## EXCERTO DA FONTE
++++++
O caso da tia e da sobrinha
— Ai camarada tens uma voz mesmo igual à de uma pessoa minha conhecida. Mas também não me estou a lembrar de quem seja.
A Leonor reconheceu a tia imediatamente mas não se identificou sem saber se estaria proibida de o fazer tendo em conta as regras conspirativas da compartimentação. Ficou muito nervosa e sem ser capaz de recuperar rapidamente a serenidade. A tia, que não sabia que o era, julgava que o estado de incomodidade da sobrinha resultava, tendo em conta a sua aparente e real juventude, da pouca experiência da clandestinidade (ignorava que ela já levava quatro anos de vida clandestina). Então mimava-a e conversava com ela criando familiaridade.
— Que livro é este que andas a ler? — e folheou o livro da “Leonor”.
— Mas eu conheço esta letra! — disse num murmúrio ao observar uma folha de papel no meio do livro em que a “Leonor” fazia anotações, enquanto fazia um olhar de espanto para a “Leonor”.
Foi então aí que a sobrinha não resistiu mais à emoção.
— Mas então não vês que eu sou a tua sobrinha! — disse-lhe abraçando-a de lágrimas nos olhos.
++++++
## OBJETIVO DA TAREFA
Transcreva, por favor, palavra por palavra o trecho do excerto sobre a tia e a sobrinha, começando em "A Leonor reconheceu" e seguindo até "mais à emoção.".

## LINHAS FORNECIDAS
++++++
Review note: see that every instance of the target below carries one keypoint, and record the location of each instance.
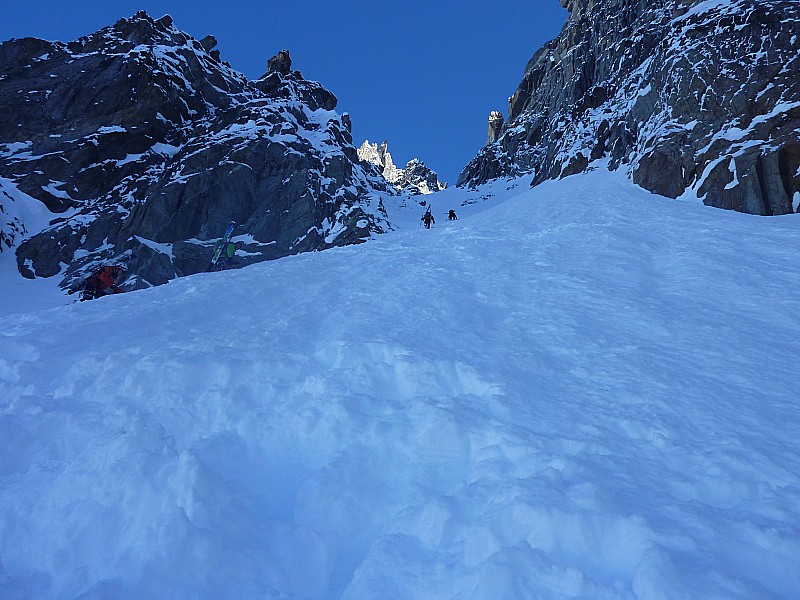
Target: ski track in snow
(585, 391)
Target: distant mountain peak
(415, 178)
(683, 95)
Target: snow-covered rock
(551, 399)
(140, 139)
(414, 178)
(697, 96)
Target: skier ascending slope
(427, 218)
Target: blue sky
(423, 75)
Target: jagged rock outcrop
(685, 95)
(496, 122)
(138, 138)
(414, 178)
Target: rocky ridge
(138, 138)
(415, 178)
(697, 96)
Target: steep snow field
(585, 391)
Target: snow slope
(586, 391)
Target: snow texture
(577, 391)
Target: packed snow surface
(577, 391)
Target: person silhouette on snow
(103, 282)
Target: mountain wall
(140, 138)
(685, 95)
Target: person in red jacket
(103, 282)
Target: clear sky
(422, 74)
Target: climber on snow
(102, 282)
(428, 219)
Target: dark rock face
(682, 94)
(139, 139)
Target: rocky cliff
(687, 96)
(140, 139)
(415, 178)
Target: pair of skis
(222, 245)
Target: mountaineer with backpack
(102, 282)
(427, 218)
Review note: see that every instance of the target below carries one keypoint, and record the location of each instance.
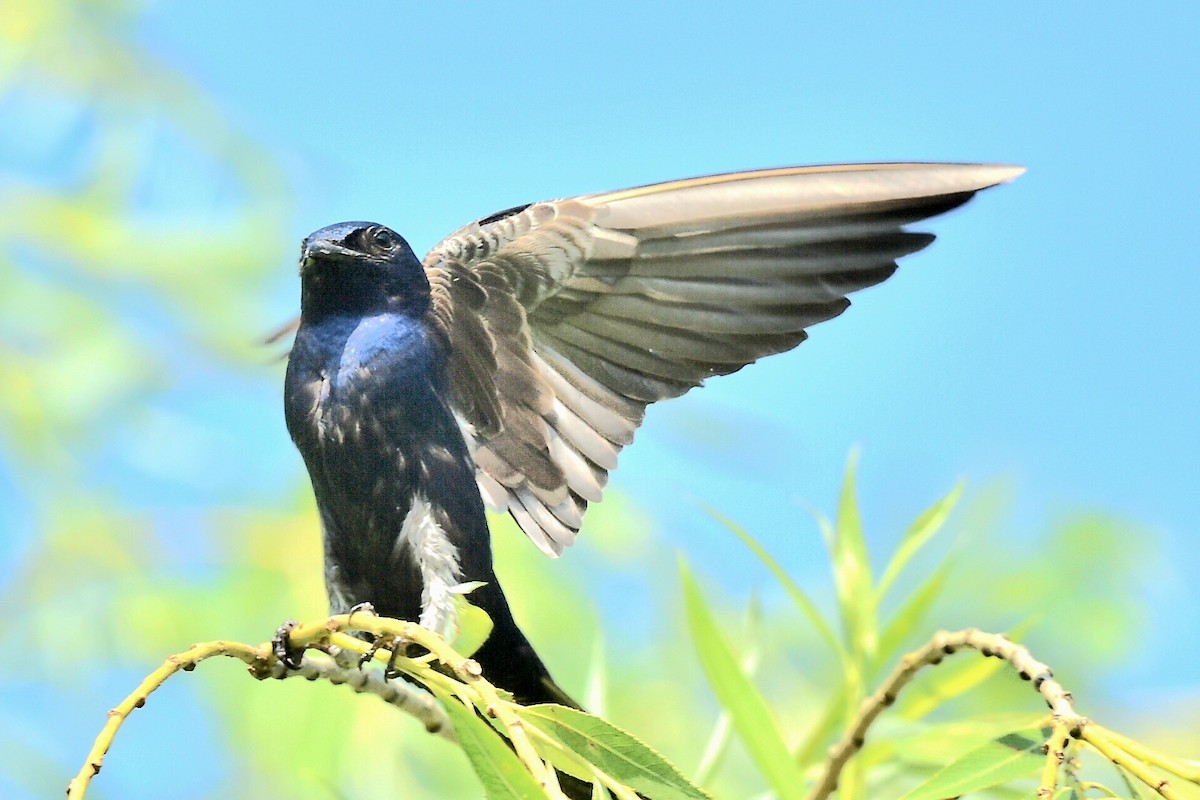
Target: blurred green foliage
++++++
## RESULTADO DA TAREFA
A Leonor reconheceu a tia imediatamente mas não se identificou sem saber se estaria proibida de o fazer tendo em conta as regras conspirativas da compartimentação. Ficou muito nervosa e sem ser capaz de recuperar rapidamente a serenidade. A tia, que não sabia que o era, julgava que o estado de incomodidade da sobrinha resultava, tendo em conta a sua aparente e real juventude, da pouca experiência da clandestinidade (ignorava que ela já levava quatro anos de vida clandestina). Então mimava-a e conversava com ela criando familiaridade.
— Que livro é este que andas a ler? — e folheou o livro da “Leonor”.
— Mas eu conheço esta letra! — disse num murmúrio ao observar uma folha de papel no meio do livro em que a “Leonor” fazia anotações, enquanto fazia um olhar de espanto para a “Leonor”.
Foi então aí que a sobrinha não resistiu mais à emoção.